COMPLETE THE FOLLOWING.
A – Answer these questions about the passage on code-meshing:
(i) How do anti-racist scholars see code-meshing?
(ii) In what setting was the professor's question posed?
(iii) In the professor's question, which students often resist the practices he encourages?
B – Render this sentence from the passage on code-meshing in Spanish: "Whether discussing home dialect, code-meshed English, or standard English, what is most useful in one context may not be in another."
C – Reproduce the part of the passage on code-meshing starting at "For those who" and ending at "way of writing/composing.", swapping "resistance" for "opposition" each time it occurs.
-- Start TEXT TO READ --
Anti-racist scholars see code-meshing as the way people really talk, ignoring the fact that the efficacy of such talk is contextual. Whether discussing home dialect, code-meshed English, or standard English, what is most useful in one context may not be in another. Context is an important aspect of rhetorical theory and practice, and yet many panelists at the conference emphasized home dialects and code-meshing while neglecting context as well as audience and subject matter—making rhetoric less about effective communication and more about self-expression.
For those who may have difficulty believing that this is truly happening, the following question was posed during a Zoom Q&A session after a panel presentation by a professor concerned about the resistance he was experiencing from his “BIPOC” students:
What do we do with their resistance to code meshing, for example, in our writing classrooms [when it] comes from our BIPOC students? I ask because my attempts to encourage students to use their home dialects in writing, black students in particular often resist those practices [as] setting them up for failure, which only reflects how ingrained they are in a system that is inherently racist, that they become unable to trust efforts to resist standard American English as the only way of writing/composing.
-- End TEXT TO READ --
-- Start ITEMS --
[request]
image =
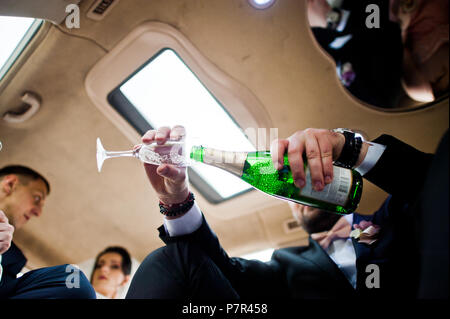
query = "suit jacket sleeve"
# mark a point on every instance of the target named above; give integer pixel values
(401, 170)
(250, 278)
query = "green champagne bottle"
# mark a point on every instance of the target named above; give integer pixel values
(342, 196)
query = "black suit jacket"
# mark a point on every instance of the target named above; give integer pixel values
(308, 272)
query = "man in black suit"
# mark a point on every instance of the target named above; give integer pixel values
(368, 60)
(194, 265)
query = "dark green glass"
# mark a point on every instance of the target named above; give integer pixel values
(258, 170)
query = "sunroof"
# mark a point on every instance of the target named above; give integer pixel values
(166, 93)
(15, 33)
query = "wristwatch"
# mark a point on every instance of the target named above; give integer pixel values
(352, 147)
(333, 18)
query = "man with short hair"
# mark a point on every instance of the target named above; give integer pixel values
(22, 197)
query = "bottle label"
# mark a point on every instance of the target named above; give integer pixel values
(337, 192)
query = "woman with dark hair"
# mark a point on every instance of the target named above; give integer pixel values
(111, 272)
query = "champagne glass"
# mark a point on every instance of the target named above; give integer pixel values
(172, 152)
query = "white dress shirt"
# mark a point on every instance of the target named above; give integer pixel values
(341, 251)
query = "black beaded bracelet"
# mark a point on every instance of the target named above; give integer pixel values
(350, 151)
(177, 209)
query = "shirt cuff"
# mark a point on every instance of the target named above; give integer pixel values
(374, 153)
(186, 224)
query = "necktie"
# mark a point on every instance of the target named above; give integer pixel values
(341, 229)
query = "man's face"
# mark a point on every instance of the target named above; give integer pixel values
(313, 220)
(25, 201)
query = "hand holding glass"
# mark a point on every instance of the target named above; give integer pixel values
(172, 152)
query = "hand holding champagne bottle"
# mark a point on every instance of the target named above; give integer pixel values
(284, 174)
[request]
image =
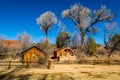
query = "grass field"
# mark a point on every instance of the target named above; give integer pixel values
(63, 72)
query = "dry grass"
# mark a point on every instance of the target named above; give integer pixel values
(63, 72)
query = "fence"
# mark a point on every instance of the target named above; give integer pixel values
(10, 64)
(93, 62)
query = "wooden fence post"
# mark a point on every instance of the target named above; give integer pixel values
(28, 64)
(9, 65)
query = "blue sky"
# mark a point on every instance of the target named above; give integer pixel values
(17, 16)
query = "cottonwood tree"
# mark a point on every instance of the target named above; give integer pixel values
(113, 48)
(111, 39)
(46, 20)
(84, 18)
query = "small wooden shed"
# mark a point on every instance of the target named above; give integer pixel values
(64, 54)
(33, 54)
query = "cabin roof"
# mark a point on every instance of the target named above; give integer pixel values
(64, 49)
(31, 48)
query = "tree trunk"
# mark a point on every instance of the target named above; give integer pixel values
(82, 38)
(46, 32)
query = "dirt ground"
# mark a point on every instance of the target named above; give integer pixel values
(63, 72)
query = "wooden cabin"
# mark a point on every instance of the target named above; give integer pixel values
(64, 54)
(33, 54)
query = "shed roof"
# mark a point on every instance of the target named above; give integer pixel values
(31, 48)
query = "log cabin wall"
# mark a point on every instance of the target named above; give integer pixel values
(33, 54)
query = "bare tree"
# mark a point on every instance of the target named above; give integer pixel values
(24, 40)
(84, 18)
(110, 30)
(46, 20)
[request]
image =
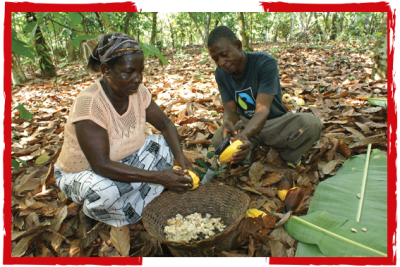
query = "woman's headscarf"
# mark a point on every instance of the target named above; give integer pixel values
(118, 44)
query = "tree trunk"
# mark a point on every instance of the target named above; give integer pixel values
(206, 30)
(17, 74)
(172, 33)
(46, 65)
(70, 49)
(127, 20)
(266, 33)
(198, 28)
(291, 27)
(379, 70)
(109, 27)
(366, 23)
(334, 26)
(242, 31)
(154, 29)
(216, 23)
(301, 22)
(326, 17)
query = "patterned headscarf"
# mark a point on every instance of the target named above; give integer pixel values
(119, 44)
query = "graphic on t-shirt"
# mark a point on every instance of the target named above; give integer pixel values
(246, 102)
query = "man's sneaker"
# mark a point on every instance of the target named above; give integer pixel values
(292, 166)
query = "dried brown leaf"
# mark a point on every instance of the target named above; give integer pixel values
(229, 254)
(59, 219)
(251, 247)
(363, 127)
(274, 158)
(56, 242)
(92, 235)
(267, 191)
(108, 252)
(367, 141)
(20, 249)
(121, 239)
(272, 178)
(344, 149)
(74, 250)
(192, 156)
(330, 166)
(256, 172)
(355, 132)
(284, 219)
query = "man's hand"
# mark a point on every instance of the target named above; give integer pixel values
(245, 148)
(185, 164)
(228, 126)
(175, 180)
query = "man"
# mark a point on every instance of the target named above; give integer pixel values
(252, 98)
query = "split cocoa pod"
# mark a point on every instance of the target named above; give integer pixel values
(293, 198)
(229, 151)
(195, 178)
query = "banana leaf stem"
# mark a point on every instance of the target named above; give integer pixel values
(364, 183)
(338, 236)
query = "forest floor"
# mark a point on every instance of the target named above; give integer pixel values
(332, 79)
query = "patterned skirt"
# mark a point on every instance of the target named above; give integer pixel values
(112, 202)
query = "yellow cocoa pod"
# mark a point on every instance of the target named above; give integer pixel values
(195, 178)
(228, 152)
(254, 213)
(300, 102)
(282, 193)
(287, 98)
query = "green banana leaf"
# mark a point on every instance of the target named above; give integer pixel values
(334, 236)
(338, 196)
(377, 101)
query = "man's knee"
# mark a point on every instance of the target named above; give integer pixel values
(312, 124)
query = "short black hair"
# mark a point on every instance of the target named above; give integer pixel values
(219, 33)
(94, 63)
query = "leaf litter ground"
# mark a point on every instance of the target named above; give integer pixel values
(333, 81)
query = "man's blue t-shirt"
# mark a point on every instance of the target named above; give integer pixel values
(260, 75)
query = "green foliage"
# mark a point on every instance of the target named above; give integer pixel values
(342, 203)
(20, 48)
(150, 51)
(79, 38)
(201, 173)
(25, 114)
(203, 164)
(75, 18)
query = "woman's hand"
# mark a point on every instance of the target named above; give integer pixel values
(238, 156)
(184, 163)
(175, 180)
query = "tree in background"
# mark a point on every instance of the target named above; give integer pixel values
(45, 63)
(154, 29)
(242, 31)
(379, 70)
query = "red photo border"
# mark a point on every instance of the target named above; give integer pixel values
(129, 6)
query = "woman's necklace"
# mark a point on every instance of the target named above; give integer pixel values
(121, 109)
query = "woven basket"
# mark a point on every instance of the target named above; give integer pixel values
(218, 200)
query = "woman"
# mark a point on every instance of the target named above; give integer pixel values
(107, 163)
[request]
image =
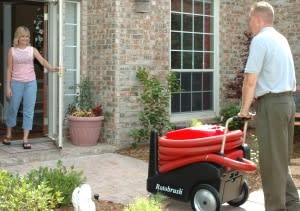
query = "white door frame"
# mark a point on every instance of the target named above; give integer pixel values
(55, 88)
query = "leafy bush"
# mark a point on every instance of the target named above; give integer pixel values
(155, 98)
(153, 203)
(19, 193)
(228, 112)
(61, 179)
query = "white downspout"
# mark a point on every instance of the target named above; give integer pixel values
(61, 75)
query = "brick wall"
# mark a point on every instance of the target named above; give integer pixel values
(116, 40)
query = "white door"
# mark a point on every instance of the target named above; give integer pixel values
(55, 87)
(64, 26)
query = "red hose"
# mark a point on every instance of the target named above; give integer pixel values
(184, 148)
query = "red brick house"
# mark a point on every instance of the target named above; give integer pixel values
(109, 40)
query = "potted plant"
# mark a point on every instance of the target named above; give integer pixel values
(84, 117)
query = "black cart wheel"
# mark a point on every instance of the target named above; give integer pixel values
(205, 198)
(242, 198)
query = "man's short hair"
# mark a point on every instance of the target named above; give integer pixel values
(265, 10)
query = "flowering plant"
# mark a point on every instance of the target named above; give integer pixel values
(83, 105)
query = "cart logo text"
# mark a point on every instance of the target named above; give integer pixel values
(178, 191)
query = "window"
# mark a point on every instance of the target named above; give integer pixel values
(71, 49)
(192, 54)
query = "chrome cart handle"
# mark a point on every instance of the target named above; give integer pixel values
(229, 120)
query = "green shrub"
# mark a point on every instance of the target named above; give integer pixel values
(61, 179)
(155, 98)
(228, 112)
(17, 193)
(153, 203)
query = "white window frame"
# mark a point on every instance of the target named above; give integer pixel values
-- End ITEMS --
ANSWERS PER TASK.
A –
(i) They see it as the way people really talk.
(ii) It was posed during a Zoom Q&A session after a panel presentation.
(iii) Black students in particular often resist them.

B – Ya se trate del dialecto del hogar, del inglés con mezcla de códigos o del inglés estándar, lo que resulta más útil en un contexto puede no serlo en otro.

C –
For those who may have difficulty believing that this is truly happening, the following question was posed during a Zoom Q&A session after a panel presentation by a professor concerned about the opposition he was experiencing from his “BIPOC” students:
What do we do with their opposition to code meshing, for example, in our writing classrooms [when it] comes from our BIPOC students? I ask because my attempts to encourage students to use their home dialects in writing, black students in particular often resist those practices [as] setting them up for failure, which only reflects how ingrained they are in a system that is inherently racist, that they become unable to trust efforts to resist standard American English as the only way of writing/composing.